The data ->
--

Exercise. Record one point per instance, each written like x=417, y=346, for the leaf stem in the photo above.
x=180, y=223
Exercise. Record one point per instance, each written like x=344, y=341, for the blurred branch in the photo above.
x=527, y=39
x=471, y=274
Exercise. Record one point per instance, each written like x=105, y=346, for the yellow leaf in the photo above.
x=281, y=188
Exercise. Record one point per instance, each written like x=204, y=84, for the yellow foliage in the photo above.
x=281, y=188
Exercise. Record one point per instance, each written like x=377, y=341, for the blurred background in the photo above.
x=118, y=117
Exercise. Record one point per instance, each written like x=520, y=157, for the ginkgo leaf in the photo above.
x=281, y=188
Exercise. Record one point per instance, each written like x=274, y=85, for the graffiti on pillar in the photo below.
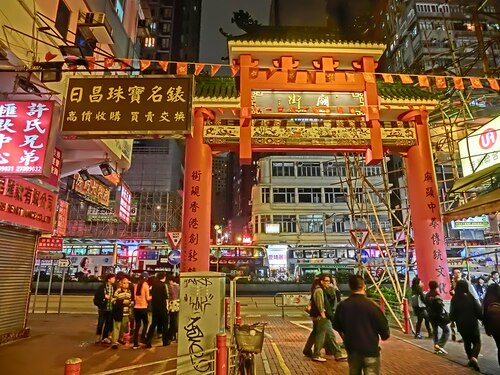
x=199, y=299
x=193, y=223
x=436, y=236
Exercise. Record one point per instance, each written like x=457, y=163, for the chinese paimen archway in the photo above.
x=310, y=94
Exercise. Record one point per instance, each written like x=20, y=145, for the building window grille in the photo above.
x=308, y=169
x=335, y=195
x=283, y=195
x=288, y=223
x=283, y=169
x=331, y=169
x=266, y=195
x=311, y=223
x=309, y=195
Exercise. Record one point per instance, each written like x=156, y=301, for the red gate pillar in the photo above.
x=430, y=249
x=196, y=208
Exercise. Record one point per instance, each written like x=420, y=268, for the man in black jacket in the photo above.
x=159, y=300
x=360, y=322
x=102, y=300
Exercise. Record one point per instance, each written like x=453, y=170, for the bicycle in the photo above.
x=249, y=341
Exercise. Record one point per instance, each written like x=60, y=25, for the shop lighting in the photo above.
x=106, y=169
x=84, y=174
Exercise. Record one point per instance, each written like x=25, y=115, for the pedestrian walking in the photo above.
x=480, y=287
x=320, y=314
x=159, y=300
x=465, y=311
x=103, y=301
x=491, y=314
x=361, y=324
x=419, y=308
x=494, y=278
x=438, y=317
x=122, y=303
x=142, y=298
x=173, y=307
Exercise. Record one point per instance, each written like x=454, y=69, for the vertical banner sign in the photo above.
x=195, y=256
x=123, y=203
x=61, y=218
x=430, y=249
x=201, y=318
x=24, y=138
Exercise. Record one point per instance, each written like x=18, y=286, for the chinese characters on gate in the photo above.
x=127, y=107
x=24, y=134
x=436, y=237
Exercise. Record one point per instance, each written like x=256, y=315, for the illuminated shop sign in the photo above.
x=24, y=138
x=26, y=204
x=128, y=107
x=278, y=104
x=481, y=149
x=123, y=203
x=93, y=190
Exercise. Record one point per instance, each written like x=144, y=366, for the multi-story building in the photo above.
x=305, y=206
x=457, y=38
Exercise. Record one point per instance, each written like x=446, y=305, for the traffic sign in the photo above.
x=174, y=257
x=63, y=263
x=175, y=239
x=359, y=237
x=365, y=257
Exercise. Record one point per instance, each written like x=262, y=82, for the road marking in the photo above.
x=281, y=361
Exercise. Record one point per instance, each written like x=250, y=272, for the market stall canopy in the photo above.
x=476, y=179
x=483, y=204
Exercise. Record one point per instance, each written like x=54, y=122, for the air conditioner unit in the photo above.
x=96, y=27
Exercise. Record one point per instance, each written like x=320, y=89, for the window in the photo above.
x=283, y=169
x=332, y=169
x=283, y=195
x=288, y=223
x=308, y=169
x=149, y=42
x=265, y=195
x=62, y=19
x=311, y=223
x=264, y=219
x=309, y=195
x=166, y=27
x=165, y=43
x=167, y=13
x=335, y=195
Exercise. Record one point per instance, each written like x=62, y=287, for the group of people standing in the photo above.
x=466, y=311
x=359, y=322
x=152, y=303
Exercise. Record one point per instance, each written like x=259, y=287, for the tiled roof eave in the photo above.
x=305, y=43
x=412, y=101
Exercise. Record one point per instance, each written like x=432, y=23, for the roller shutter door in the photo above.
x=17, y=250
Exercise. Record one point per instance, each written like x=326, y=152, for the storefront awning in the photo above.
x=484, y=204
x=476, y=179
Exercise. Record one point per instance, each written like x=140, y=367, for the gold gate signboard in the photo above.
x=128, y=107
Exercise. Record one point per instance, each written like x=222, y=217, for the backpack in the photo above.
x=492, y=318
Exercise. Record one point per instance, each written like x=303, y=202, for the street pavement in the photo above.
x=58, y=337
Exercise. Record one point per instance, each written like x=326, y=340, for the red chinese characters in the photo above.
x=24, y=134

--

In full and without changes, repeat the listing above, but not its pictures.

Exercise. Record one point per instance, each written like x=417, y=346, for the leaf stem in the photo above.
x=180, y=223
Exercise. Record one point per instance, each written like x=344, y=341, for the blurred branch in the photo above.
x=527, y=39
x=471, y=274
Exercise. Record one point per instance, each written like x=105, y=346, for the yellow leaf in the photo above.
x=281, y=188
Exercise. Record one point per instance, each written like x=204, y=84, for the yellow foliage in the photo above.
x=281, y=188
Exercise. Record one point per instance, each written like x=377, y=341, for the blurred background in the photo above.
x=118, y=117
Exercise. Record one point per instance, each written like x=520, y=157, for the ginkgo leaf in the photo above.
x=281, y=188
Exercise. Record one point per instance, each written like x=274, y=85, for the graffiti on pillar in the photo below.
x=199, y=299
x=193, y=223
x=436, y=236
Exercise. Record one point per instance, each written like x=457, y=163, for the chinese paimen archway in the photo above.
x=310, y=94
Exercise. Record one point per instance, each written like x=20, y=145, for the building window grille in the photo above.
x=308, y=169
x=335, y=195
x=283, y=195
x=288, y=223
x=283, y=169
x=331, y=169
x=266, y=195
x=311, y=223
x=309, y=195
Exercise. Record one point per instance, each written like x=156, y=301, for the red gate pillar in the photo above.
x=430, y=249
x=196, y=208
Exercise. Record one point per instance, each written like x=420, y=268, for the man in black jacket in the photo above.
x=159, y=300
x=360, y=322
x=102, y=300
Exercise. Record one point per instance, each written like x=453, y=170, for the bicycle in the photo above.
x=249, y=341
Exercise. Record one point per instance, each written like x=60, y=25, for the shop lighting in the photo above.
x=106, y=169
x=84, y=174
Exercise. Record one point per instance, each written like x=25, y=115, for the pedestrian walking in the photo above.
x=480, y=287
x=320, y=314
x=159, y=300
x=465, y=311
x=103, y=301
x=491, y=314
x=361, y=324
x=419, y=308
x=494, y=278
x=438, y=317
x=122, y=303
x=142, y=298
x=173, y=307
Exercise. Record one point per instance, each written like x=454, y=69, for the vertical banner sign in the photo above.
x=195, y=256
x=123, y=203
x=61, y=218
x=430, y=249
x=201, y=318
x=24, y=138
Exercise. Record one point per instance, each written like x=18, y=286, for the chinese characters on gate in the photo above.
x=127, y=107
x=24, y=134
x=436, y=237
Exercise. Record one point per instance, each written like x=256, y=315, for the illuminated shop sign in the photo above.
x=24, y=138
x=26, y=204
x=128, y=107
x=278, y=104
x=481, y=149
x=123, y=203
x=93, y=190
Exercise. Record one point per instance, each written like x=144, y=366, for the multi-story building in the photo above.
x=305, y=206
x=457, y=38
Exercise. Record one point per instance, each written like x=446, y=305, for the traffic sign in the photo above.
x=174, y=257
x=63, y=263
x=175, y=239
x=359, y=237
x=365, y=257
Exercise. Record one point per instance, each written like x=262, y=82, for the road marking in the photo above.
x=281, y=361
Exercise. Record one point per instance, each written like x=250, y=272, for the market stall canopy in the photo above.
x=476, y=179
x=483, y=204
Exercise. Record one point per instance, each written like x=54, y=122, for the air conditioner unit in the photo above.
x=96, y=27
Exercise. Record one point per instance, each written like x=320, y=89, for the window in the photo above.
x=283, y=169
x=332, y=169
x=283, y=195
x=288, y=223
x=308, y=169
x=149, y=42
x=265, y=195
x=62, y=19
x=311, y=223
x=264, y=219
x=309, y=195
x=166, y=27
x=165, y=43
x=167, y=13
x=335, y=195
Exercise. Record one point per instance, each written like x=62, y=287, for the group of people standing in the photo above.
x=466, y=311
x=359, y=322
x=152, y=303
Exercise. Record one point per instance, each written like x=259, y=287, for the tiled roof eave in the photo above.
x=305, y=43
x=412, y=101
Exercise. Record one point per instance, each written like x=432, y=23, for the roller shutter door in the photo above.
x=17, y=250
Exercise. Record one point per instance, each written like x=326, y=152, for the storefront awning in the photo above.
x=484, y=204
x=476, y=179
Exercise. Record one point per instance, each written like x=140, y=367, for the gold gate signboard in the photo above.
x=128, y=107
Exercise. Record one point per instance, each written like x=222, y=217, for the backpack in the photo above.
x=492, y=318
Exercise. Record one point per instance, each written like x=303, y=202, for the street pavement in the photo above.
x=58, y=337
Exercise. Record one point per instance, each written like x=326, y=340, for the red chinese characters in the photo above.
x=24, y=134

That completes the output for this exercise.